■ WORK TO DO ■
Reproduce each of the rows below word for word, leaving out the pictures.

■ EXERCISE INPUT ■
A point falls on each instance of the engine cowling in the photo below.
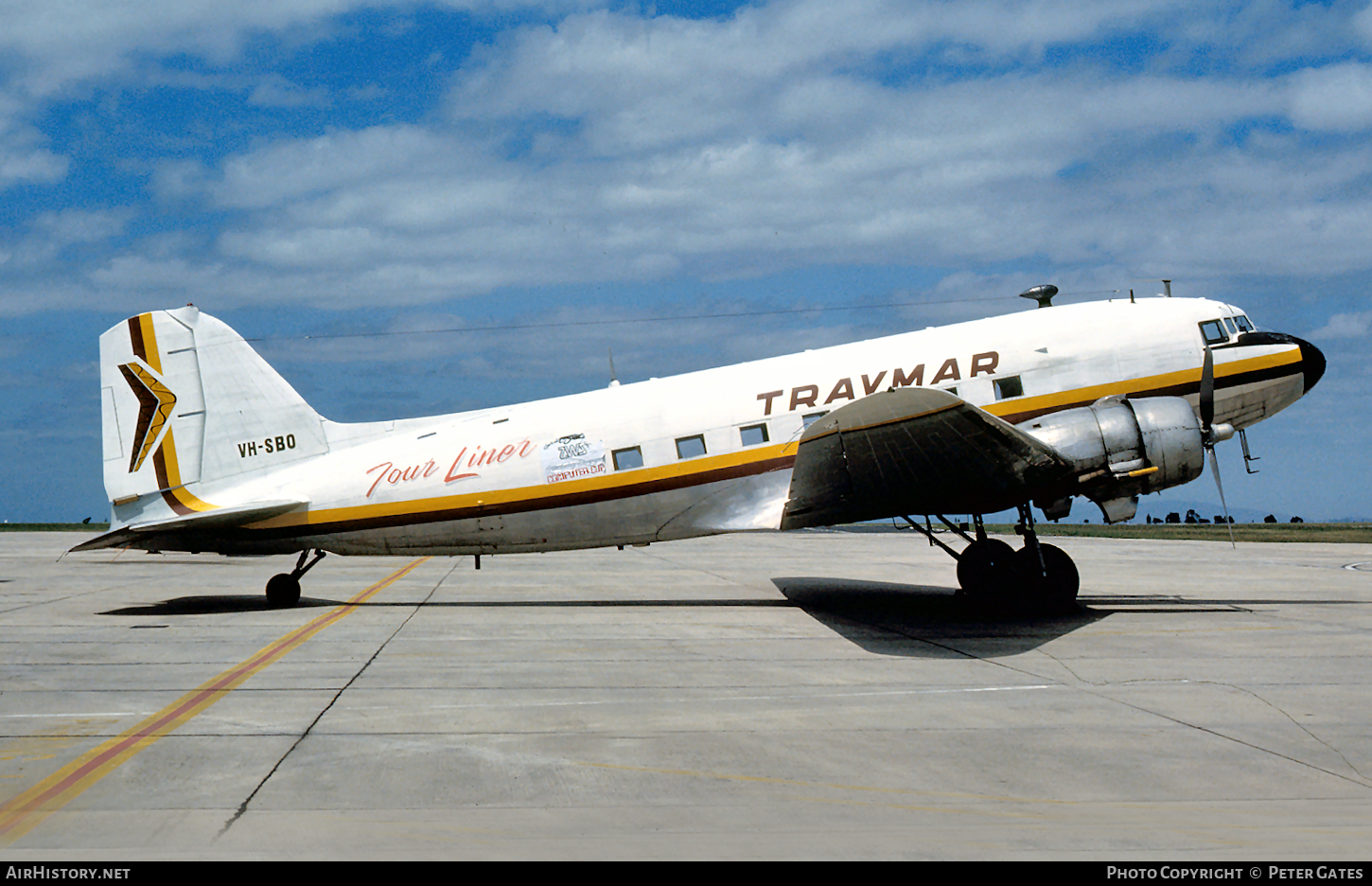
(1124, 449)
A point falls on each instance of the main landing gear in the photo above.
(994, 575)
(284, 590)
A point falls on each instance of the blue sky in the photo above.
(314, 168)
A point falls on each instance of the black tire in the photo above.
(1055, 592)
(283, 592)
(987, 571)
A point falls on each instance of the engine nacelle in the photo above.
(1124, 449)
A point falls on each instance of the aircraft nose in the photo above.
(1311, 363)
(1311, 360)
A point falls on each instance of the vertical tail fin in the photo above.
(186, 402)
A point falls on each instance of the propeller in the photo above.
(1212, 434)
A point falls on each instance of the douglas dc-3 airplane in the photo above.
(207, 449)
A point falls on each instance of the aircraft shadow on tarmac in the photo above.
(883, 617)
(917, 620)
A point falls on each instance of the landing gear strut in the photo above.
(284, 590)
(994, 575)
(1048, 575)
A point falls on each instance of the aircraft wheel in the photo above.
(1058, 590)
(283, 592)
(985, 570)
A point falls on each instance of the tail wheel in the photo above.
(283, 592)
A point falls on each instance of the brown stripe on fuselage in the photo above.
(140, 350)
(546, 503)
(159, 465)
(1185, 388)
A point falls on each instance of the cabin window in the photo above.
(625, 458)
(1213, 332)
(1010, 385)
(691, 448)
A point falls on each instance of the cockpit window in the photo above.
(1213, 332)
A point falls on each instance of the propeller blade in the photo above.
(1214, 470)
(1207, 393)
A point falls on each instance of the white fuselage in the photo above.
(545, 475)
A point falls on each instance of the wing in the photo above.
(914, 452)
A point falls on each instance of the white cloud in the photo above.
(1337, 97)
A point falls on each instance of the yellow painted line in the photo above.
(22, 813)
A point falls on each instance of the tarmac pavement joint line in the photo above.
(26, 811)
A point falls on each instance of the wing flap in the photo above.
(914, 452)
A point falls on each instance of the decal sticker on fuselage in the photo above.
(572, 457)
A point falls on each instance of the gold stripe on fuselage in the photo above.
(499, 501)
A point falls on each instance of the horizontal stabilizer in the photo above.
(914, 452)
(217, 519)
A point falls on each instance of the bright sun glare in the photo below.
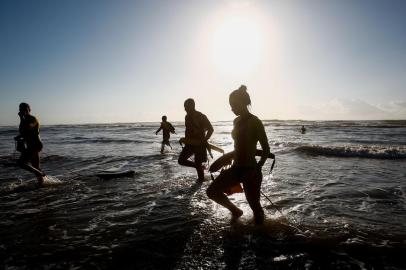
(237, 45)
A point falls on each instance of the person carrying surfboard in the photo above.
(167, 129)
(29, 142)
(248, 131)
(198, 130)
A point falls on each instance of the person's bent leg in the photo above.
(215, 191)
(252, 188)
(200, 171)
(183, 157)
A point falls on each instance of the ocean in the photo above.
(340, 189)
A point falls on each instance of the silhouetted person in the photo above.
(167, 129)
(248, 130)
(29, 142)
(198, 130)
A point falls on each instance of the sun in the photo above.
(237, 44)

■ COMPLETE ANSWER ■
A point falls on each instance of the engine cowling in the photo below.
(1124, 449)
A point falls on each instance of the main landing gear in the photo above.
(994, 575)
(284, 590)
A point falls on each instance of the blue sky in the photo above.
(314, 168)
A point falls on each instance of the black tire in the photo above.
(1055, 592)
(283, 592)
(987, 571)
A point falls on each instance of the engine nacelle in the photo above.
(1124, 449)
A point falls on each instance of the aircraft nose in the photo above.
(1311, 363)
(1311, 360)
A point falls on each instance of the vertical tail fin in the photo above.
(186, 402)
A point falls on each instance of the propeller in the photo above.
(1212, 434)
A point falls on each instance of the douglas dc-3 airplane in the photo above.
(207, 449)
A point falls on each instance of the aircraft shadow on tarmac in the photo above.
(883, 617)
(917, 620)
A point falls on each instance of the landing gear strut in the photo above.
(284, 590)
(994, 575)
(1048, 575)
A point falls on each instance of the aircraft wheel in the photo above.
(1058, 590)
(283, 592)
(985, 570)
A point falls on each instance of the tail wheel in the photo above.
(283, 592)
A point falls on each instance of the brown stripe on fuselage in the photo above.
(140, 350)
(546, 503)
(159, 465)
(1185, 388)
A point falls on each instance of the cabin window in the photo above.
(625, 458)
(1213, 332)
(1010, 385)
(691, 448)
A point falls on each instance of the cockpit window in the photo above.
(1213, 332)
A point falls on each instance of the propeller blade in the photo above.
(1214, 470)
(1207, 393)
A point falls on each instance of the white fuselage in the photo above.
(545, 475)
A point falls on each instance of the wing in the photo above.
(914, 452)
A point falls on each instance of the white cloud in the photo above.
(1337, 97)
A point falls on each instance of the yellow painted line in the photo above.
(22, 813)
A point falls on each instance of the tarmac pavement joint line in the photo above.
(26, 811)
A point falls on each instance of the wing flap in the photo above.
(914, 452)
A point falls on each instance of the decal sticker on fuselage in the photo above.
(572, 457)
A point falls on each instance of the gold stripe on fuselage in the photo above.
(499, 501)
A point falls on each instance of the horizontal stabilizer in the photo above.
(914, 452)
(217, 519)
A point falls on each instance of the bright sun glare in the photo below.
(237, 45)
A point falls on each instance of the person carrying surfboard in the photo above.
(167, 129)
(29, 142)
(248, 131)
(198, 130)
A point falls on each instance of the person's bent leg in the photo above.
(215, 191)
(252, 188)
(200, 171)
(183, 157)
A point falls on each instance of the ocean in the photo above.
(340, 189)
A point falls on each instance of the silhouetted person in the photo above.
(167, 129)
(248, 130)
(29, 142)
(198, 130)
A point falls on each instance of the sun in the photo above.
(237, 44)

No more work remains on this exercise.